Recorded data:
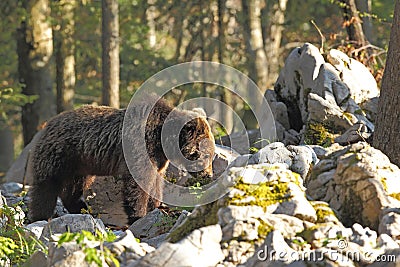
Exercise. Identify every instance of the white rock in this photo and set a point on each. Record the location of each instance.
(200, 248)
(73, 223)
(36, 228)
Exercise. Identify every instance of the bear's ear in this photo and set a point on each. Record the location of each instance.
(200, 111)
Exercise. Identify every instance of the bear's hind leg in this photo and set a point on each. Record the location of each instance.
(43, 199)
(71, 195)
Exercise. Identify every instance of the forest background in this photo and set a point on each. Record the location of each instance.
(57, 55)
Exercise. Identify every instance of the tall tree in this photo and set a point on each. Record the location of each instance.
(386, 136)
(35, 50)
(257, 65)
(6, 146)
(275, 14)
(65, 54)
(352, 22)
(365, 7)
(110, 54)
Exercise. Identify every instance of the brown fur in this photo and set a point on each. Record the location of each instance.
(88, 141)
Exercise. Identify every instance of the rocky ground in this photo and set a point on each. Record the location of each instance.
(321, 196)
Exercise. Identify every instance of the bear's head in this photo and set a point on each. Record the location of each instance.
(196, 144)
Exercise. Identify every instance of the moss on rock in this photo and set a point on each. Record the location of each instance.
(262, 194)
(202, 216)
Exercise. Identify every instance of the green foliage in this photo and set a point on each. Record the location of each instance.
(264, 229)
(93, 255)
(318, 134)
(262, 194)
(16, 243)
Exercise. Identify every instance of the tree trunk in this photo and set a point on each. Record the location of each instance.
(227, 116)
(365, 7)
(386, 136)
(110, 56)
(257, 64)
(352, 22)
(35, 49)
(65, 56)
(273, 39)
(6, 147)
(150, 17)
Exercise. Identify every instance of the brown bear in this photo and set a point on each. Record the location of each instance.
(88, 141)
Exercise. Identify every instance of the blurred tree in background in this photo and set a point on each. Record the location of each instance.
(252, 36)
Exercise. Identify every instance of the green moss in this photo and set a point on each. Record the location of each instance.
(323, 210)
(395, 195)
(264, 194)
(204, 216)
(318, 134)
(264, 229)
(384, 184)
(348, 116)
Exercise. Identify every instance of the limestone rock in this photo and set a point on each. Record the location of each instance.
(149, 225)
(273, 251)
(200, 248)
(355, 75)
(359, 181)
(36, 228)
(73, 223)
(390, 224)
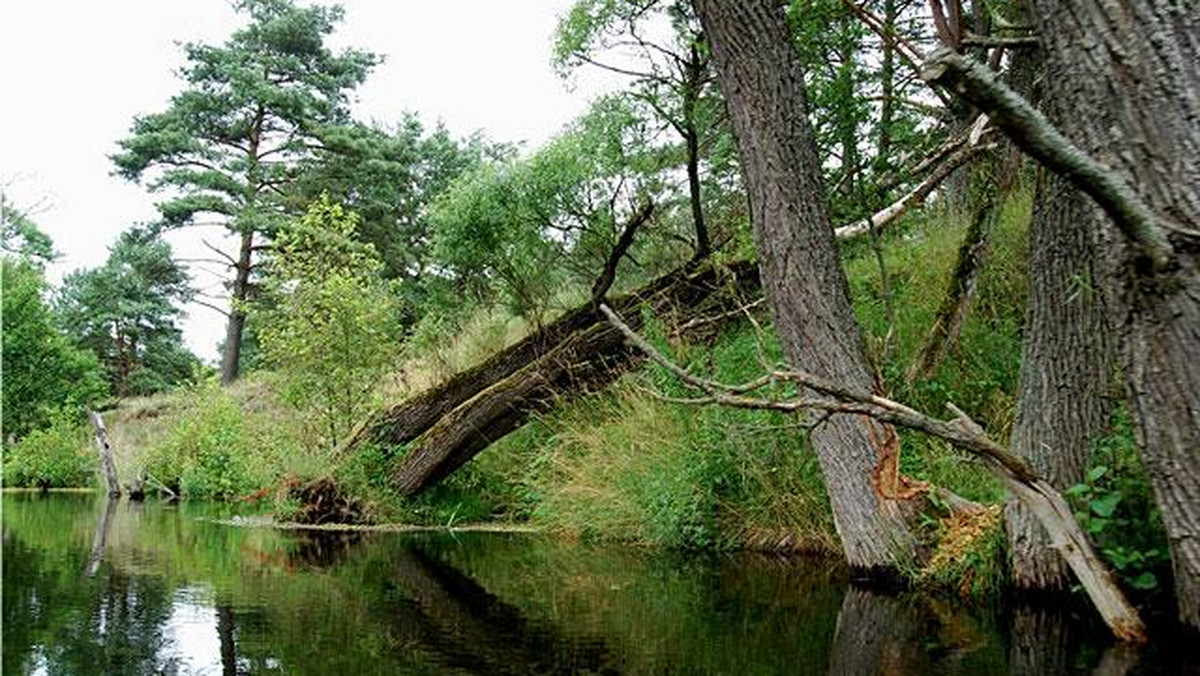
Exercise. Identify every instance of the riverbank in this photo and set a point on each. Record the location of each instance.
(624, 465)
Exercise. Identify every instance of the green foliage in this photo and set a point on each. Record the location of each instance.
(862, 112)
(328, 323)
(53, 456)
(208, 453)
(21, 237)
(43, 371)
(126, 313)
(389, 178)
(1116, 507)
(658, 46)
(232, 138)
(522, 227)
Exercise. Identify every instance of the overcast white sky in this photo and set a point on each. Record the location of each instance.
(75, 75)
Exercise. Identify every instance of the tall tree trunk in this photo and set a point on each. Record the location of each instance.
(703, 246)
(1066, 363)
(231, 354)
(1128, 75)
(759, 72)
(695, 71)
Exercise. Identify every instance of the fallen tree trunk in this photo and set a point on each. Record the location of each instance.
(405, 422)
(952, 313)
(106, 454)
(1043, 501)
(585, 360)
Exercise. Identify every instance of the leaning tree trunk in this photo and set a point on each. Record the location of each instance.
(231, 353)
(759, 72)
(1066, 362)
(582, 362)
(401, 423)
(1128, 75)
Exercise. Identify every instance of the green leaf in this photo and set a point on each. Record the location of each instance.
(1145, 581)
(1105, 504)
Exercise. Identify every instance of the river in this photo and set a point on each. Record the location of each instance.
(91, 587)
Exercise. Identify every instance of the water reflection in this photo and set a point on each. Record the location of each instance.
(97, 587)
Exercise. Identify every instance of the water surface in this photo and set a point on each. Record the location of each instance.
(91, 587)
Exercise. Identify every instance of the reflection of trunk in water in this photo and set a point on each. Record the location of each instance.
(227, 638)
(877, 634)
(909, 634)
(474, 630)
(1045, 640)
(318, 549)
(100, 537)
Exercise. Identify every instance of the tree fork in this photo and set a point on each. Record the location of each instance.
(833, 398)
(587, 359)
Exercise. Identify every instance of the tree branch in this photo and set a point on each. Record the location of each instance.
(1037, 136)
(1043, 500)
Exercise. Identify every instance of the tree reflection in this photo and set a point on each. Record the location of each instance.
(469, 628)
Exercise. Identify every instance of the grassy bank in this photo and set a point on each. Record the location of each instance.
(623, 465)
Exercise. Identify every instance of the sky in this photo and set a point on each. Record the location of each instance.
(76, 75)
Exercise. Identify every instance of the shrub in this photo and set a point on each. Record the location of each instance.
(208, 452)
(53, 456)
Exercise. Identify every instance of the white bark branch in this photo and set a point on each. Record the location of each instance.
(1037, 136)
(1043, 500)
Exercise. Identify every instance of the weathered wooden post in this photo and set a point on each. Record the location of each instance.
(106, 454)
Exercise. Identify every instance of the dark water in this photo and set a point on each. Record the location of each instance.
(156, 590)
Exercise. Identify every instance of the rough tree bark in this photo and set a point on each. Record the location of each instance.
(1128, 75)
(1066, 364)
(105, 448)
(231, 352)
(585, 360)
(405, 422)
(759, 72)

**Your goal:**
Give the records above again verbatim, pictures omitted.

**Exercise response:**
Exercise. Identify every instance of the white rock in this photo and set a point on each. Record the location of each instance.
(200, 248)
(73, 223)
(36, 228)
Exercise. Identify every instance of the bear's ear in this photo and set a point on each. Record the location of each instance.
(200, 111)
Exercise. Identify every instance of the bear's hind leg in this photo and set a point on each. Record the location of each instance.
(43, 199)
(71, 195)
Exercise. Identify every instance of the forest background in this photo and set a point on each. Record the location of each instance.
(57, 55)
Exercise. Identify every instance of the tall tree in this photo and set a point on each. Record the location of each instance.
(386, 136)
(35, 50)
(257, 65)
(6, 146)
(275, 14)
(65, 54)
(352, 22)
(365, 7)
(110, 54)
Exercise. Identify every instance of the brown fur in this photo and set a point on each. Record the location of each instance.
(88, 141)
Exercise. Identify every instance of the rocky ground in this photo and set a point on each. Record the location of each instance.
(321, 196)
Exercise. Identify every instance of the bear's head in this photo and set a point on each. Record the location of each instance.
(196, 144)
Exercise. Identify every instance of the moss on rock in this photo and set a point on each. Record the location of each instance.
(262, 194)
(202, 216)
Exercise. Identify every instance of the green foliage in this photo and set a point on each. Record the location of each instance.
(264, 229)
(93, 255)
(318, 134)
(262, 194)
(16, 243)
Exercise. Identify every instance of the tree trunk in this photo and set a point on each. Record the location of each instance.
(227, 116)
(365, 7)
(386, 136)
(110, 56)
(257, 64)
(352, 22)
(35, 49)
(65, 56)
(273, 39)
(6, 147)
(150, 17)
Exercise. Identify every instance of the brown bear in this photo and set a point on each. Record the location of each instance.
(88, 141)
Exercise. Identify every instance of the blurred tree in background in this photo and set a point on each. Record the location of each instance.
(252, 36)
Exercise. Identify every instance of the green moss in this photo and set a point on each. Record the location of each instance.
(323, 210)
(395, 195)
(264, 194)
(204, 216)
(318, 134)
(264, 229)
(384, 184)
(348, 116)
Exercise. Identify every instance of the limestone rock in this photo and set a point on each. Record the location of each instance.
(149, 225)
(273, 251)
(200, 248)
(355, 75)
(359, 181)
(36, 228)
(73, 223)
(390, 224)
Exercise. Identify every instance of the riverbank in this photo and set a point on each. Record the location of each instance.
(624, 465)
Exercise. Identify every instance of the green foliage in this photo and set a point on each. Record the location of each instance.
(862, 112)
(328, 323)
(53, 456)
(208, 453)
(21, 237)
(43, 371)
(126, 313)
(389, 178)
(1116, 507)
(658, 46)
(232, 138)
(522, 227)
Exercise. Identify every instance of the overcast white sky in this photo and set a point on each. Record the location of each instance.
(75, 75)
Exercise. Identify every instance of the tall tree trunk in this photo and set a point on each. Record the location of each instance.
(703, 246)
(1066, 363)
(231, 354)
(1128, 75)
(759, 72)
(695, 71)
Exercise. Identify every instance of the fallen tree trunk in this photo and set a point on each. Record the location of each instance.
(405, 422)
(952, 313)
(106, 454)
(1043, 501)
(585, 360)
Exercise. Identify every instance of the leaning tree trunk in this photo and set a point on each. Record the location of each instance.
(231, 353)
(759, 72)
(1066, 362)
(582, 362)
(401, 423)
(1128, 75)
Exercise. Identify every instance of the green leaf in this photo and set a point on each. Record the location of each instance.
(1145, 581)
(1105, 504)
Exercise. Identify every instance of the river in this photo and set a point on each. Record the location of each instance.
(91, 587)
Exercise. Identify every instance of the water reflection in this photo and set a point on each. Record the location of each instance.
(97, 587)
Exercise. Identify every instance of the water surface in this photo and set a point on each. Record the location of each instance.
(91, 587)
Exercise. Identify every instance of the reflection of trunk in water in this photo and set a point on each. Record the location of each instance.
(227, 638)
(877, 634)
(909, 634)
(474, 630)
(1045, 640)
(318, 549)
(100, 537)
Exercise. Identify every instance of the tree fork in this photo and set a point on each. Record the location of each instance.
(833, 398)
(587, 359)
Exercise. Identify every instance of the tree branch in this photo and set a point on each. Record the location of each instance.
(1037, 136)
(1043, 500)
Exercise. Identify every instance of the tree reflection in this photo and set a point on each. Record the location of each instance.
(469, 628)
Exercise. Identify every instance of the grassy bank in this photo and set a point on each. Record the location of each instance.
(623, 465)
Exercise. Identify every instance of the sky in this photo and set a point on each. Record the location of each instance.
(76, 75)
Exercise. Identify every instance of the shrub in this photo and set a point on each. Record the location of each instance.
(208, 452)
(53, 456)
Exercise. Identify every instance of the white bark branch in this photo and set a point on each. Record the location of each instance.
(1037, 136)
(1043, 500)
Exercise. Identify every instance of the weathered wooden post in this photo and set a point on each. Record the location of each instance.
(106, 454)
Exercise. Identify every instance of the dark water in this photo and set a point on each. Record the location of each instance.
(156, 590)
Exercise. Identify every instance of the rough tree bark in this photo and set a point on each. Record the location of each instance.
(1128, 75)
(1066, 364)
(105, 448)
(231, 352)
(585, 360)
(405, 422)
(759, 72)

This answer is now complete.